##### Source material #####

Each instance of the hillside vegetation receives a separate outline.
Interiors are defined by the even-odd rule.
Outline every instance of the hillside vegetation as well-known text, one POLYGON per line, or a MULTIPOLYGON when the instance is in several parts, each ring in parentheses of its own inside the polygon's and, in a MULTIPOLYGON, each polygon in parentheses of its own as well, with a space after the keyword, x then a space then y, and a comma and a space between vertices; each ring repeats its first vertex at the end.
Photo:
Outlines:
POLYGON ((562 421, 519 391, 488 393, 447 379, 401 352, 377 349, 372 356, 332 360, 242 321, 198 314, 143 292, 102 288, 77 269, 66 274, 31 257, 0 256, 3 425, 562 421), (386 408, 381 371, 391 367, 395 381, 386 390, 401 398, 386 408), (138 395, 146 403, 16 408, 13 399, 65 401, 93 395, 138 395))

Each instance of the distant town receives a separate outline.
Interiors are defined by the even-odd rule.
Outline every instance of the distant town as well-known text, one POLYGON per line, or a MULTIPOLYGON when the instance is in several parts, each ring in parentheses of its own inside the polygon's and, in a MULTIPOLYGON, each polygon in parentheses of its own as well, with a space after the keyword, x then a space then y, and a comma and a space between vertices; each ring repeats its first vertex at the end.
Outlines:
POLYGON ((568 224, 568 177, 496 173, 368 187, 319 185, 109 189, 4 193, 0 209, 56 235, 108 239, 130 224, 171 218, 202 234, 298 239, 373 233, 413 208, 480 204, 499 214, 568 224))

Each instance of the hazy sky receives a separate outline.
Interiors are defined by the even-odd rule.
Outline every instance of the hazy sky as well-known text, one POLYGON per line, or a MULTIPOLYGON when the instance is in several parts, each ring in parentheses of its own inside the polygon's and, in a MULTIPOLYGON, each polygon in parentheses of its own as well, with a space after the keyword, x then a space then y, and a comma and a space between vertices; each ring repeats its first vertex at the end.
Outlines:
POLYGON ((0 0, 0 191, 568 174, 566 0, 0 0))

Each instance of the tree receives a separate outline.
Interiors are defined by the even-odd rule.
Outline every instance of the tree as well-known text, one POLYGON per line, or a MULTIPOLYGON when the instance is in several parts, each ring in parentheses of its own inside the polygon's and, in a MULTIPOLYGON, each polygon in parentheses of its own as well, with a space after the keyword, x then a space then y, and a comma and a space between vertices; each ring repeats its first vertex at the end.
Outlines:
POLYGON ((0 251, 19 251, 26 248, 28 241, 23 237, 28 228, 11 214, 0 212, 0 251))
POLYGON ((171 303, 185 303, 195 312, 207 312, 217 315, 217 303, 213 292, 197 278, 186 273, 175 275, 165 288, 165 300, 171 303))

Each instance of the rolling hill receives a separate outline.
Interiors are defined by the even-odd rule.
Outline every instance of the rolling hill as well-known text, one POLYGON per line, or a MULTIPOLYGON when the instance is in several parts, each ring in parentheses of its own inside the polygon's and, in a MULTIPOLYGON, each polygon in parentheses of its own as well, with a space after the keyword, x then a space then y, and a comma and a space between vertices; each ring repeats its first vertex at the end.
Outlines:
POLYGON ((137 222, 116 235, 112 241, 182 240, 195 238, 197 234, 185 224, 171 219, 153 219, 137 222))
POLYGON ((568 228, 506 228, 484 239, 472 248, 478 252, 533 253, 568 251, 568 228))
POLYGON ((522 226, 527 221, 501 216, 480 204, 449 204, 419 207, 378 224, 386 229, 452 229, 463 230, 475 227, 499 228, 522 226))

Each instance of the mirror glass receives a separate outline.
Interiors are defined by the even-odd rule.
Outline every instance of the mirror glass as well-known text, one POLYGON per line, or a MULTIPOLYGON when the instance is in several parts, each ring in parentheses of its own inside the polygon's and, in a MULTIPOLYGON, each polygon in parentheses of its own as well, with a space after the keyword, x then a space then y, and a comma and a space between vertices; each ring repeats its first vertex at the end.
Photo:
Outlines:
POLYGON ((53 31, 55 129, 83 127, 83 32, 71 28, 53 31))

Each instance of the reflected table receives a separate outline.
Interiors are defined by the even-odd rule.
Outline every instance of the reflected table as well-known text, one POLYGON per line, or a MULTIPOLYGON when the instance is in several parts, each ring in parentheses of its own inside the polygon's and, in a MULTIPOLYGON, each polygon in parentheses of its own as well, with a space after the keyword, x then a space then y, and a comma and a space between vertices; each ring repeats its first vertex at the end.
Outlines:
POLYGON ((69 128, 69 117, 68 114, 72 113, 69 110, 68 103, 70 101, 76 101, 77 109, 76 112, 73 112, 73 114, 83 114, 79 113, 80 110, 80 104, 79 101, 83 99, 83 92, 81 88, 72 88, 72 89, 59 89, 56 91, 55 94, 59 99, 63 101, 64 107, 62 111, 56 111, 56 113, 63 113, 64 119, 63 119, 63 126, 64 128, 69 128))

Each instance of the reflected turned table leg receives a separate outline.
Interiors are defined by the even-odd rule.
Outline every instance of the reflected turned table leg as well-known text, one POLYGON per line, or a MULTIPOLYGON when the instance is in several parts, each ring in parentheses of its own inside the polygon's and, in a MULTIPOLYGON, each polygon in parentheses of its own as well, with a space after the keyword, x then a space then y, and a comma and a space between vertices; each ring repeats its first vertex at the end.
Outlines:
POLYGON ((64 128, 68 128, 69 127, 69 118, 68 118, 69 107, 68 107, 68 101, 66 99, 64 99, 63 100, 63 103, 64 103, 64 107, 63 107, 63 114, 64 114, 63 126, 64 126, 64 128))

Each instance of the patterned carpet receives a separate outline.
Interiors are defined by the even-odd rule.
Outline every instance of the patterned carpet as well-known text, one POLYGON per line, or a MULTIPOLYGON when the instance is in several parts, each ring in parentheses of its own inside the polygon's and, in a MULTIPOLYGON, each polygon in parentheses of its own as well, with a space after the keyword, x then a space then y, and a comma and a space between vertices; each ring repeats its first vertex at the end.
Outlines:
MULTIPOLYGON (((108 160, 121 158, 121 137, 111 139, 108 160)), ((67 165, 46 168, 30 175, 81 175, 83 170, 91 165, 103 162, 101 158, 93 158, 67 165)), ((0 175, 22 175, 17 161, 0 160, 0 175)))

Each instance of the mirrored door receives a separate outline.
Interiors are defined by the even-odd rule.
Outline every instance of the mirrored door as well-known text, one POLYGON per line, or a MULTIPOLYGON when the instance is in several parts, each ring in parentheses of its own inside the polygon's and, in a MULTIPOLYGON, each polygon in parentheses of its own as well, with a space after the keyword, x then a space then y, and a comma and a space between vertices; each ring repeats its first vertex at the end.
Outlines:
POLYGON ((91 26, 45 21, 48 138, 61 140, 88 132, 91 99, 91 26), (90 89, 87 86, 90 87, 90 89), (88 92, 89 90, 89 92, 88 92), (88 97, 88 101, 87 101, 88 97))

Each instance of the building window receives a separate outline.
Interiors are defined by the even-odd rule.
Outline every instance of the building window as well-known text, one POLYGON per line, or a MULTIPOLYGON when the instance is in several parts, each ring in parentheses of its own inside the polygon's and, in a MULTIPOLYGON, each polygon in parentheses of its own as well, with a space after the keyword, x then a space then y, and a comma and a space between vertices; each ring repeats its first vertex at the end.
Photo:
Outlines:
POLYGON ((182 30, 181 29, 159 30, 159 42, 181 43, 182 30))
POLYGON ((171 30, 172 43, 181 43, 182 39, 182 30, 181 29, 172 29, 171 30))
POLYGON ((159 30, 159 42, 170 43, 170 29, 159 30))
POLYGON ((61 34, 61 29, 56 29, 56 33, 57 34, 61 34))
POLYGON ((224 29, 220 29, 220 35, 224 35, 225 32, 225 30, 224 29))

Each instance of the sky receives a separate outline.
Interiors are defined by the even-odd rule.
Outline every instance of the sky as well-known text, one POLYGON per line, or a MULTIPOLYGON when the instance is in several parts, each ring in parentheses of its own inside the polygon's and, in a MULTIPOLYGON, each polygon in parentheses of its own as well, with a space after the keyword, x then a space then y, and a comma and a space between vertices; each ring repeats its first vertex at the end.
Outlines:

#####

**Instruction**
In the entries above, take the line containing "Each instance of the building" and each later line through the last, and repeat them exactly. Output nothing else.

**Solved problem**
Each instance of the building window receives a separate outline.
Interiors are defined by the even-odd rule.
Outline every instance of the building window as well-known text, one POLYGON per line, or a MULTIPOLYGON when the instance is in several parts, each ring in parentheses of its own inside the polygon's and, in a MULTIPOLYGON, each polygon in parentheses of its own as well, with a space after the keyword, x then a space then y, and a comma and a space between vertices; each ring repeats its first vertex at the end.
Photo:
Outlines:
POLYGON ((182 30, 181 29, 159 30, 159 42, 181 43, 182 30))
POLYGON ((171 30, 172 43, 181 43, 182 39, 182 30, 181 29, 172 29, 171 30))
POLYGON ((159 30, 159 42, 170 43, 170 29, 159 30))
POLYGON ((61 34, 61 29, 56 29, 56 33, 57 34, 61 34))
POLYGON ((224 29, 220 29, 220 35, 224 35, 225 32, 225 30, 224 29))

Each instance of the sky receives a separate outline.
Interiors are defined by the even-odd rule.
Outline every instance of the sky as well-known text, one POLYGON per line, or a MULTIPOLYGON when the instance is in several parts, each ring in parentheses of its own inside the polygon's and, in a MULTIPOLYGON, each polygon in parentheses of its own as well, with a space after the keyword, x then a space then y, and a comma and a space between vertices; each ring repeats its first vertex at the end.
Outlines:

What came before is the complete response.